▶ THE TASK:
Could you give the records below as a Markdown table with the columns Row and Line, numbering each line and skipping blank ones? Keep the pictures out of the table.

— START OF DATA TO PROCESS —

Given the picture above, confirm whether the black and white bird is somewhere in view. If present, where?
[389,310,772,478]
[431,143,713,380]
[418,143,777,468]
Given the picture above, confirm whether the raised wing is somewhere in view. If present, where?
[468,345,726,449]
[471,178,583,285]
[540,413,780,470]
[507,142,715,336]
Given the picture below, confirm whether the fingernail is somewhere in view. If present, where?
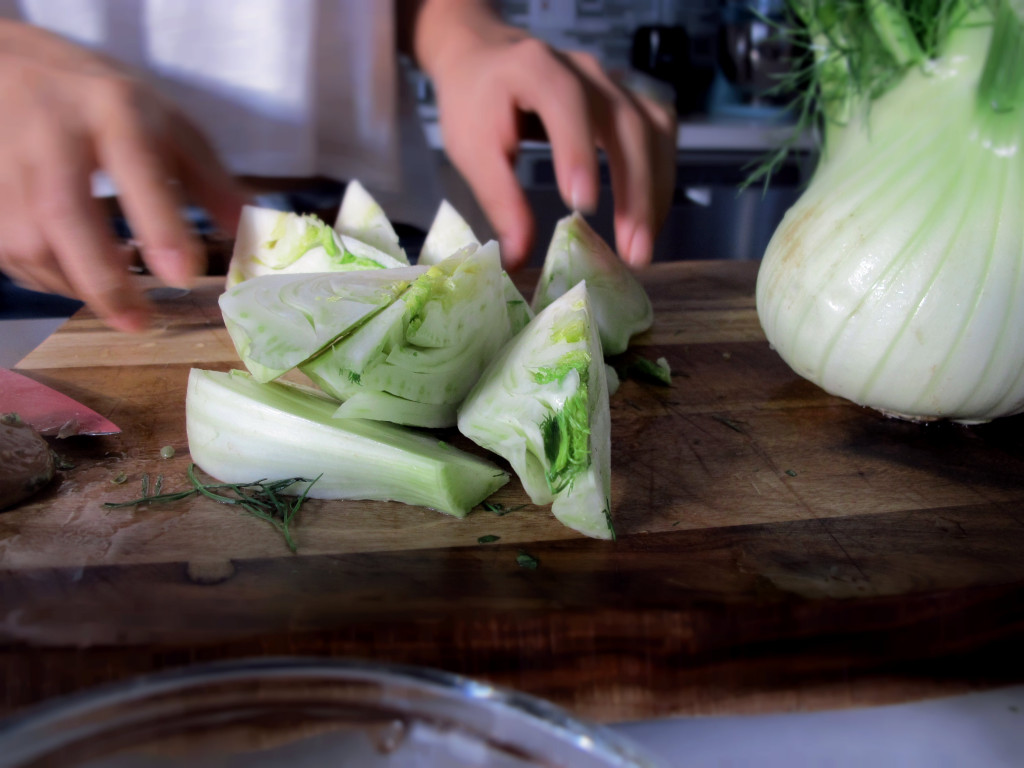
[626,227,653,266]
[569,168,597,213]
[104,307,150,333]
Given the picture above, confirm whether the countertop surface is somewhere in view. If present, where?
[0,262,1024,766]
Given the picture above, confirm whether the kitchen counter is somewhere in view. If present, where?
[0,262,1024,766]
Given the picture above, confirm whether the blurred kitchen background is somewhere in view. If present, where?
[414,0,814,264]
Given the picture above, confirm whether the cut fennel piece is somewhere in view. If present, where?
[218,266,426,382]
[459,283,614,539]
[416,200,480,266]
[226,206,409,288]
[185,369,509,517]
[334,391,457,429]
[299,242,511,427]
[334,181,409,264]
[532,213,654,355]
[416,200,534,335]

— END OF DATA TO PROCESS —

▶ ANSWER TO THE TASK:
| Row | Line |
|---|---|
| 1 | Given the picture above, confirm whether the black and white bird is somewhere in view. If present, where? |
| 2 | [389,310,772,478] |
| 3 | [431,143,713,380] |
| 4 | [418,143,777,468] |
| 5 | Given the picture above, confirm whether the raised wing is somewhere in view. If present, where? |
| 6 | [468,345,726,449] |
| 7 | [471,178,583,285] |
| 8 | [540,413,780,470] |
| 9 | [507,142,715,336] |
| 10 | Given the picture below, confirm whether the fingernail is somewhere in view. If present, where? |
| 11 | [626,227,653,266] |
| 12 | [569,168,597,213] |
| 13 | [104,307,150,333] |
| 14 | Given the picture above, confirm whether the countertop surface is somewhere in view. If present, where? |
| 15 | [0,262,1024,766] |
| 16 | Given the picture above, confirm whether the kitchen counter is somewhere in view. If present, where? |
| 17 | [0,262,1024,766] |
| 18 | Given the picture above, confirm whether the blurred kitchen background is somewhere in view. If present, where? |
| 19 | [414,0,814,264] |
| 20 | Given the picture above, confirm whether the cut fennel piece is somewhere in view. If present, where? |
| 21 | [218,266,426,382] |
| 22 | [459,283,614,539] |
| 23 | [416,200,480,266] |
| 24 | [226,206,409,288] |
| 25 | [185,369,509,517] |
| 26 | [334,391,457,429] |
| 27 | [299,242,511,427] |
| 28 | [334,181,409,264] |
| 29 | [532,213,654,355] |
| 30 | [416,200,534,335] |